── Excerto da página
3 de setembro de 2012

"O que é a vida?", por Guerra Junqueiro

"A vida é o mal. A expressão última da vida terrestre é a vida humana, e a vida dos homens cifra-se numa batalha inexorável de apetites, num tumulto desordenado de egoísmos, que se entrechocam, rasgam, dilaceram. O Progresso, marca-o a distância que vai do salto do tigre, que é dez metros, ao curso da bala, que é de vinte quilómetros. A fera a dez passos perturba-nos. O homem, a quatro léguas, enche-nos de terror. O homem é a fera dilatada.

Nunca os abismos das ondas pariram monstro equivalente ao navio de guerra, com as escamas de aço, os intestinos de bronze, o olhar de relâmpagos, e as bocas hiantes, pavorosas, rugindo metralha, mastigando labaredas, vomitando morte.

A pata pré-histórica do atlantossáurio esmagava o rochedo. As dinamites do químico estoiram montanhas, como nozes. Se a presa do mastodonte escavacava um cedro, o canhão Krupp (1) rebenta baluartes e trincheiras. Uma víbora envenena um homem, mas um homem, sozinho, arrasa uma capital.

Os grandes monstros não chegam verdadeiramente na época secundaria; aparecem na última, com o homem. Ao pé de um Napoleão, um megalossauro é uma formiga. Os lobos da velha Europa trucidam algumas dúzias de viandantes, enquanto milhões e milhões de miseráveis caem de fome e de abandono, sacrificados à soberba dos príncipes, à mentira dos padres, e à gula devoradora da burguesia cristã e democrática. O matadouro é a fórmula crua da sociedade em que vivemos. Uns nascem para rezes, outros para verdugos. Uns jantam, outros são jantados. Há criaturas lobregas, vestidas de trapos, minando montes, e criaturas esplêndidas, cobertas de ouro e de veludo, radiando ao sol. No cofre do banqueiro dormem pobrezas metalizadas. Há homens que ceiam numa noite um bairro fúnebre de mendigos. Enfeitam gargantas de cortesãs rosários de esmeraldas e diamantes, bem mais sinistros e lutuosos que rosários de crânios ao peito de selvagens.
────
── Dados para análise
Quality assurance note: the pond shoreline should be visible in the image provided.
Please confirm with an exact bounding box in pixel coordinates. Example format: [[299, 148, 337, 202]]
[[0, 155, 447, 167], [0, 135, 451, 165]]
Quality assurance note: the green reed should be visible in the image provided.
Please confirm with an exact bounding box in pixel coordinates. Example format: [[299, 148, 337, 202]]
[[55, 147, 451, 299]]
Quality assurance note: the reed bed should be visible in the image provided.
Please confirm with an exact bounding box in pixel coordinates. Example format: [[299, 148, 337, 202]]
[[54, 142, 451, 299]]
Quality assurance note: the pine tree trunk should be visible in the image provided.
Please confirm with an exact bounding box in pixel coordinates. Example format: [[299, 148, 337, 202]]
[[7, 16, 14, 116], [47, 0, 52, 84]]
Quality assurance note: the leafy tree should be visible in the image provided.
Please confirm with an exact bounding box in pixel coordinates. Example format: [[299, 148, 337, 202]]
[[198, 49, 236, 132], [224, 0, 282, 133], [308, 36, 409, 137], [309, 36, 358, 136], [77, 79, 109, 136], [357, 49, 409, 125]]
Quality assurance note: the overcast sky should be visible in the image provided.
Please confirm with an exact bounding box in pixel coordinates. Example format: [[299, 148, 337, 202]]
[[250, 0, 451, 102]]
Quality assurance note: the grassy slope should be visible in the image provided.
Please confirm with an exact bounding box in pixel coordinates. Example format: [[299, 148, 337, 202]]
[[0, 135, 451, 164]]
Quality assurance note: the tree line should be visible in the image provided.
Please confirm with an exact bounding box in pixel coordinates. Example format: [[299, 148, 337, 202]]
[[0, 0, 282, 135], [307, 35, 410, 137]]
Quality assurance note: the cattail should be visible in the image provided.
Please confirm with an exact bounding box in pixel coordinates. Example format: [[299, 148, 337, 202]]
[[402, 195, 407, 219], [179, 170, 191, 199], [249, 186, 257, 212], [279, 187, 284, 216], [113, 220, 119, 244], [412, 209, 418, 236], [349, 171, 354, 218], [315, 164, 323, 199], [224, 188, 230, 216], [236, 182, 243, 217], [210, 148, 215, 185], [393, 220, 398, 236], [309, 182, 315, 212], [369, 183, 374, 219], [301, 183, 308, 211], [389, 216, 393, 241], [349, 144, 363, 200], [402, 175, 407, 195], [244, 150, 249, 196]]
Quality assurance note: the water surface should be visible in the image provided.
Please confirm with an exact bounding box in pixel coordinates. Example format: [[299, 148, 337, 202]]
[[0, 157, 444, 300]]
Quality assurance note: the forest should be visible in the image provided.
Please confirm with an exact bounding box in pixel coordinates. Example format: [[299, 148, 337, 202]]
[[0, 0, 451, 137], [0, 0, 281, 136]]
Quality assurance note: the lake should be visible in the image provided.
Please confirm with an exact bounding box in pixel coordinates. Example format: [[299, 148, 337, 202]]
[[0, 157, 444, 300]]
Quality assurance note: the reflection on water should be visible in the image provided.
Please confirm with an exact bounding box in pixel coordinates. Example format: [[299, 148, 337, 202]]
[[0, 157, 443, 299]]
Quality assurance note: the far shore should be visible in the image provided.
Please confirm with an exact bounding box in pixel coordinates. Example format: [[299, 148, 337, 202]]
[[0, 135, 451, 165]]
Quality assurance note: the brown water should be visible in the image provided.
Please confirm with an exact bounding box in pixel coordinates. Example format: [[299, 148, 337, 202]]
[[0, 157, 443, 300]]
────
* [Exercício]: Reescreva o trecho do texto sobre a vida entre "3 de setembro" e "a fera dilatada.", inclusive, substituindo "tigre" por "leão".

* [Sua resposta]:
3 de setembro de 2012

"O que é a vida?", por Guerra Junqueiro

"A vida é o mal. A expressão última da vida terrestre é a vida humana, e a vida dos homens cifra-se numa batalha inexorável de apetites, num tumulto desordenado de egoísmos, que se entrechocam, rasgam, dilaceram. O Progresso, marca-o a distância que vai do salto do leão, que é dez metros, ao curso da bala, que é de vinte quilómetros. A fera a dez passos perturba-nos. O homem, a quatro léguas, enche-nos de terror. O homem é a fera dilatada.